WORK TO COMPLETE >>
Copy only the lines between the one containing "Would you please identify the turquoise" and the end of the records, both included, leaving out pictures.

GIVEN RECORDS >>
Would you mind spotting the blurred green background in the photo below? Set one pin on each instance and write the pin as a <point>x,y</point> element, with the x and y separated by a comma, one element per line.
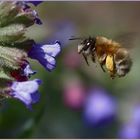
<point>59,114</point>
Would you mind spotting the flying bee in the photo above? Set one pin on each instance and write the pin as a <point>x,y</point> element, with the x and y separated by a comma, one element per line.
<point>108,53</point>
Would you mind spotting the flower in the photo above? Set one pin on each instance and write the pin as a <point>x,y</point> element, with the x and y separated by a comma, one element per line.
<point>74,94</point>
<point>34,2</point>
<point>99,107</point>
<point>27,91</point>
<point>25,8</point>
<point>23,73</point>
<point>45,54</point>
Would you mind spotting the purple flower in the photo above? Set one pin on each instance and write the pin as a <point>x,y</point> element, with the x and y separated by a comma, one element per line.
<point>99,107</point>
<point>27,9</point>
<point>34,2</point>
<point>27,91</point>
<point>46,54</point>
<point>27,71</point>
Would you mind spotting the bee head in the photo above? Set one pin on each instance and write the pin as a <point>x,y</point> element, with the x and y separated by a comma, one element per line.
<point>87,45</point>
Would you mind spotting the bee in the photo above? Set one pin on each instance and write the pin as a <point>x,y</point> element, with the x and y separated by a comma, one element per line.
<point>110,54</point>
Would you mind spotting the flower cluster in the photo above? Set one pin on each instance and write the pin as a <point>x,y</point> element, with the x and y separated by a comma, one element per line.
<point>15,49</point>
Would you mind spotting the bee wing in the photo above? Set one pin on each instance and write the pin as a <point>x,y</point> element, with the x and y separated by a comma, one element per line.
<point>127,39</point>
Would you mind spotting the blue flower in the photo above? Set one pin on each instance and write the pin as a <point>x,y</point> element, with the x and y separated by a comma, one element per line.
<point>99,107</point>
<point>27,71</point>
<point>27,9</point>
<point>46,54</point>
<point>27,91</point>
<point>34,2</point>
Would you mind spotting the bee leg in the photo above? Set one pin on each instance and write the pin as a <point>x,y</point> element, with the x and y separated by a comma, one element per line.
<point>101,64</point>
<point>85,57</point>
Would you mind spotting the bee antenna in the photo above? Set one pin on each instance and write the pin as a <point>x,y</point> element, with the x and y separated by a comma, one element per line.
<point>76,38</point>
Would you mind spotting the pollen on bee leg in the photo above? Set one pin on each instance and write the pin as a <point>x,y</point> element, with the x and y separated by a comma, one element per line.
<point>110,65</point>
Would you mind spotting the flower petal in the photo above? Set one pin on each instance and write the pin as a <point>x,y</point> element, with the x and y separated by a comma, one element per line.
<point>26,91</point>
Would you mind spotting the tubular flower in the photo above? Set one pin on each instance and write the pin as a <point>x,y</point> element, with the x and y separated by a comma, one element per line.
<point>15,48</point>
<point>34,2</point>
<point>46,54</point>
<point>25,8</point>
<point>27,91</point>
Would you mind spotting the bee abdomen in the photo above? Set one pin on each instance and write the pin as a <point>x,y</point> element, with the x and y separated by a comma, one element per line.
<point>122,61</point>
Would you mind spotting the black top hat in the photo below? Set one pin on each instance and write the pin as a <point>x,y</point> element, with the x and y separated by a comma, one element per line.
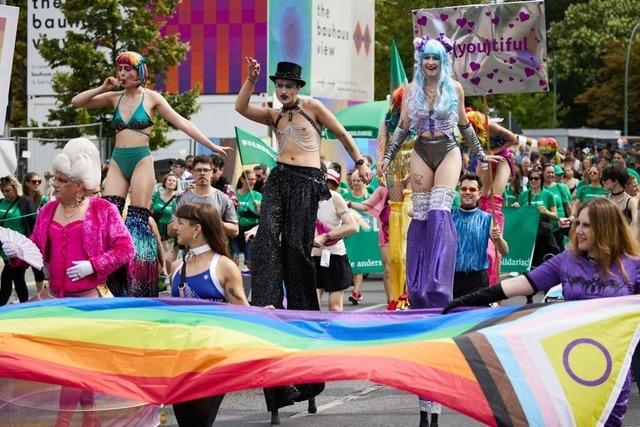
<point>288,71</point>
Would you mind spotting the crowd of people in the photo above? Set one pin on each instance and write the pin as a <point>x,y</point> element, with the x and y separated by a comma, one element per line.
<point>438,206</point>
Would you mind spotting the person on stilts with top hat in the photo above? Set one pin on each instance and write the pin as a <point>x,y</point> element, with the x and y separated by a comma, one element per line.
<point>282,247</point>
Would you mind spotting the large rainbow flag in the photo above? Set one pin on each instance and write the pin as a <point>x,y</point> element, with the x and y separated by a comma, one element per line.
<point>558,364</point>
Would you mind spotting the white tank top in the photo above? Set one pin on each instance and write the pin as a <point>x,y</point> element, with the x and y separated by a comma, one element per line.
<point>329,217</point>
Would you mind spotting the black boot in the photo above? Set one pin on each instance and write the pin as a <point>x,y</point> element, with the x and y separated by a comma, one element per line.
<point>312,406</point>
<point>275,418</point>
<point>424,419</point>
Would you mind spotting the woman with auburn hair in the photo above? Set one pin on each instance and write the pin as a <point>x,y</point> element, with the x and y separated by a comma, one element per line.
<point>206,272</point>
<point>602,260</point>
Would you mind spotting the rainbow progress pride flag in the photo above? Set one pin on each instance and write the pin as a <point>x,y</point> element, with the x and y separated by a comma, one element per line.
<point>558,364</point>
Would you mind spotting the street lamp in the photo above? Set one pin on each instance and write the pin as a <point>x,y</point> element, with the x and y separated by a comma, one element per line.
<point>626,81</point>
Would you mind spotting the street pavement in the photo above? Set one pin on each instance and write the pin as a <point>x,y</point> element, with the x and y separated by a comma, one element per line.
<point>349,403</point>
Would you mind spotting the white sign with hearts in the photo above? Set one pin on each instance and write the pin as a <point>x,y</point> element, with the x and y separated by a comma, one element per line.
<point>497,48</point>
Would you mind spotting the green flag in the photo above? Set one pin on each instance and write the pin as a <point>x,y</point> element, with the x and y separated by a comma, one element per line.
<point>398,76</point>
<point>520,230</point>
<point>254,150</point>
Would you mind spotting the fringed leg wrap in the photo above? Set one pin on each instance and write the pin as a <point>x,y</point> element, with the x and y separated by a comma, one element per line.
<point>117,281</point>
<point>431,251</point>
<point>142,270</point>
<point>493,205</point>
<point>117,201</point>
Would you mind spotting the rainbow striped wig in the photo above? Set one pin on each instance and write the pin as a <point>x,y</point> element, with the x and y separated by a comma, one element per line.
<point>446,106</point>
<point>135,60</point>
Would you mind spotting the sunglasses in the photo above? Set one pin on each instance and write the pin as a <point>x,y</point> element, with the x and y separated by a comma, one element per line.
<point>468,189</point>
<point>286,85</point>
<point>202,170</point>
<point>60,180</point>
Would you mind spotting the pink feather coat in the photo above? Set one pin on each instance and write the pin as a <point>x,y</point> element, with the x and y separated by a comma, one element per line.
<point>105,238</point>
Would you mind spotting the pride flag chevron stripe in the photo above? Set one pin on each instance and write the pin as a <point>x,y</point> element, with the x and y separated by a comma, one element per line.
<point>537,365</point>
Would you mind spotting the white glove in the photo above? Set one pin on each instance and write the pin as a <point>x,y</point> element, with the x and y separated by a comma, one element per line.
<point>79,270</point>
<point>10,249</point>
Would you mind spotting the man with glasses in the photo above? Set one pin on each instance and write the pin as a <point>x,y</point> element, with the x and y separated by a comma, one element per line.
<point>474,229</point>
<point>179,169</point>
<point>219,181</point>
<point>203,192</point>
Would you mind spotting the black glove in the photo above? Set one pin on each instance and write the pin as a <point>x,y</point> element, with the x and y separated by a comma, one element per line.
<point>484,296</point>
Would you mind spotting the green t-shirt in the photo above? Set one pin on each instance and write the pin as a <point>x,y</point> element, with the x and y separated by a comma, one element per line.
<point>247,213</point>
<point>587,192</point>
<point>10,218</point>
<point>165,214</point>
<point>509,196</point>
<point>562,195</point>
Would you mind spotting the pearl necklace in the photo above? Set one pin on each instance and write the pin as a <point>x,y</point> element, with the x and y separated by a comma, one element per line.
<point>197,251</point>
<point>73,213</point>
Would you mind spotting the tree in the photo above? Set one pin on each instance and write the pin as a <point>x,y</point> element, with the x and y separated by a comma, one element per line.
<point>581,39</point>
<point>108,28</point>
<point>18,99</point>
<point>605,100</point>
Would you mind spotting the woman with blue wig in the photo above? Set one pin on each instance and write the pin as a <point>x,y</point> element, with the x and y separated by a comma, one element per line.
<point>132,165</point>
<point>432,106</point>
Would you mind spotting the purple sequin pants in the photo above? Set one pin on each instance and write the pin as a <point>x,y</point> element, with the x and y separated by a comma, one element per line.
<point>431,257</point>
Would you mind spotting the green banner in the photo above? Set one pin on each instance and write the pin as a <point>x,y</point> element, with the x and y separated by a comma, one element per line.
<point>253,150</point>
<point>520,230</point>
<point>363,250</point>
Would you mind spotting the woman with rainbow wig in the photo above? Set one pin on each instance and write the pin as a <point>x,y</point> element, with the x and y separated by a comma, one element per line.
<point>432,105</point>
<point>131,166</point>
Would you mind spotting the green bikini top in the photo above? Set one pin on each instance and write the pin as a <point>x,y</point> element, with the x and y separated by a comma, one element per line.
<point>139,119</point>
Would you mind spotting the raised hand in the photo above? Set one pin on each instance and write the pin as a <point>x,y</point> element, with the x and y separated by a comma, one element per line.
<point>253,68</point>
<point>110,83</point>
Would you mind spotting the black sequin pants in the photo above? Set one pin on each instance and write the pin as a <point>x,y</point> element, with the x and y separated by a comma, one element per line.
<point>282,248</point>
<point>282,252</point>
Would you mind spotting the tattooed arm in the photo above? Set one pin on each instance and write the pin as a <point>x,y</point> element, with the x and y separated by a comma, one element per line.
<point>231,281</point>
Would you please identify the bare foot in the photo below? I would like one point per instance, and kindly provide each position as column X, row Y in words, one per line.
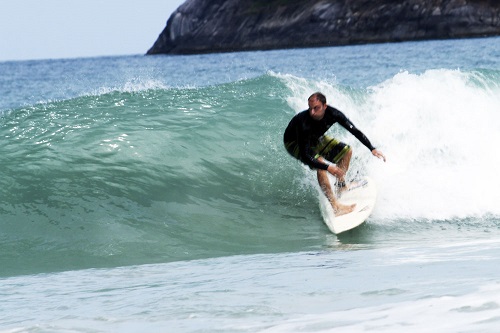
column 343, row 209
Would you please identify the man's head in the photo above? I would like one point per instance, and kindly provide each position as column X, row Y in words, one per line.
column 317, row 106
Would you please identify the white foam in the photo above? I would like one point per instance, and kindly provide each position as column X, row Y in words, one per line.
column 440, row 133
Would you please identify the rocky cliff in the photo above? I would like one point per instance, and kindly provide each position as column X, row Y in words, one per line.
column 203, row 26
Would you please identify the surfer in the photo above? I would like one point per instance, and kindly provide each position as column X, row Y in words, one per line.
column 305, row 140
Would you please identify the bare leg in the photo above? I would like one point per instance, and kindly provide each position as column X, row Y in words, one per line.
column 324, row 183
column 344, row 165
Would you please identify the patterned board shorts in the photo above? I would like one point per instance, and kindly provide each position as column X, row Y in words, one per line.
column 329, row 148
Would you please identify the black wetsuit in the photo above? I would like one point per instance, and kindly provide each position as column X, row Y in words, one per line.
column 303, row 132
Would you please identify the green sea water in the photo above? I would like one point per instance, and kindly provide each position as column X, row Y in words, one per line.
column 154, row 193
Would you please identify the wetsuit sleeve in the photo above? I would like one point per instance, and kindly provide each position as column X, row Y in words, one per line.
column 348, row 125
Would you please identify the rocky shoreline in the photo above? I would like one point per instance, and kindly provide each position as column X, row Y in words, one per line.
column 208, row 26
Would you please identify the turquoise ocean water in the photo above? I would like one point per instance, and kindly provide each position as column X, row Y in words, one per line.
column 153, row 194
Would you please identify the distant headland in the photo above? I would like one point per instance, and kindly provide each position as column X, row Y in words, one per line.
column 209, row 26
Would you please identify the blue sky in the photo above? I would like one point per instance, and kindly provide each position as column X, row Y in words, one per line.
column 48, row 29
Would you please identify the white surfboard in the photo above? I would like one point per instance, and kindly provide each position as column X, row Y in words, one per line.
column 364, row 196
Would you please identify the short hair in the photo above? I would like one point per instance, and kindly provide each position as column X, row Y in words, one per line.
column 319, row 96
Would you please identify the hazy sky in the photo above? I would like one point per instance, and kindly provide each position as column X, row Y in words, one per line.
column 43, row 29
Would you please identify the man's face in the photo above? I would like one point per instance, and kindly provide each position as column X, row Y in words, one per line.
column 316, row 109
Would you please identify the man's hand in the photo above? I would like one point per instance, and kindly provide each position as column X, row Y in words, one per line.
column 378, row 153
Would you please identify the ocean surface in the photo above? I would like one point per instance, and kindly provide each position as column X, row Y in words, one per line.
column 153, row 193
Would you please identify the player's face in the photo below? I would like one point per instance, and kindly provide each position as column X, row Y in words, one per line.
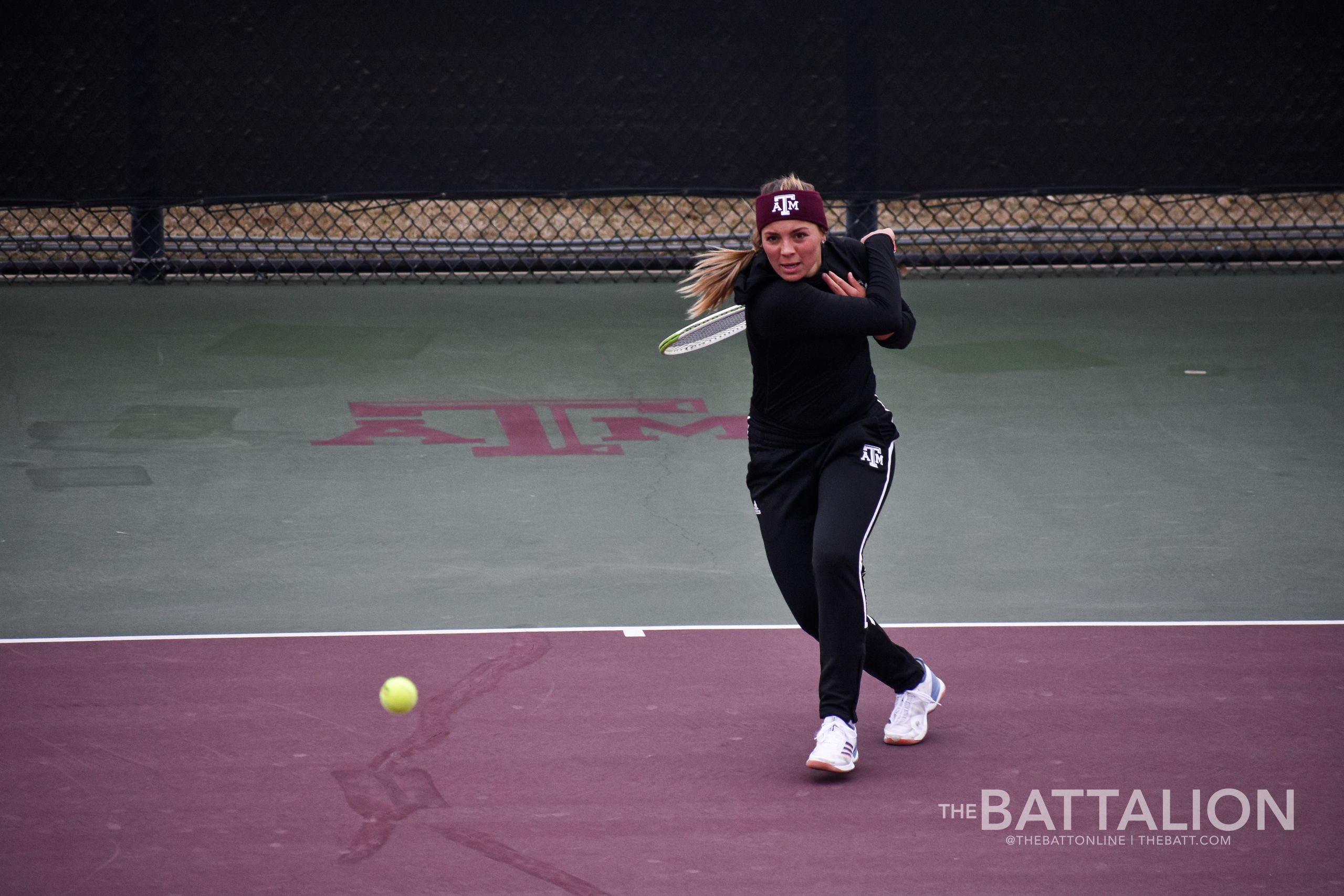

ANSWER SPACE >>
Would you please identify the turquoise ocean water in the photo above? I would like one point per instance, and kindly provide each position as column X, row Y in words, one per line.
column 153, row 194
Would you please identify the distant headland in the photo above? I would like one point per instance, and kindly provide each position as column X, row Y in words, one per line.
column 209, row 26
Would you please identify the blue sky in the photo above? I would like one point per instance, and kindly provide each position as column X, row Y in words, one per line.
column 48, row 29
Would you please identify the white surfboard in the photo above? I would like one point per instance, and kindly provide each position as column X, row Y in words, one per line.
column 364, row 196
Would you please identify the short hair in the photo above? I would like one point per instance, and kindly provide each position as column X, row Y in words, one per line.
column 319, row 96
Would you please identify the hazy sky in the photo above? I would like one point per instance, and kindly provide each position as column X, row Y in words, one per line.
column 43, row 29
Would you please identify the man's face in the photo above? I would like one point per instance, and kindly provide each position as column X, row Y in words, one per line.
column 316, row 109
Would you please identify the man's hand in the photo above? I would like one point per instance, and kindly provide each position as column X, row Y in words, one per line.
column 378, row 153
Would you please identify the ocean surface in the photo above? I would like one point per instance, and kindly provide each position as column X, row Y in words, one per line.
column 153, row 193
Would you please identify the player's face in the photo below? I would like one point per instance, and kindly provide each position as column X, row Y in words, one per line.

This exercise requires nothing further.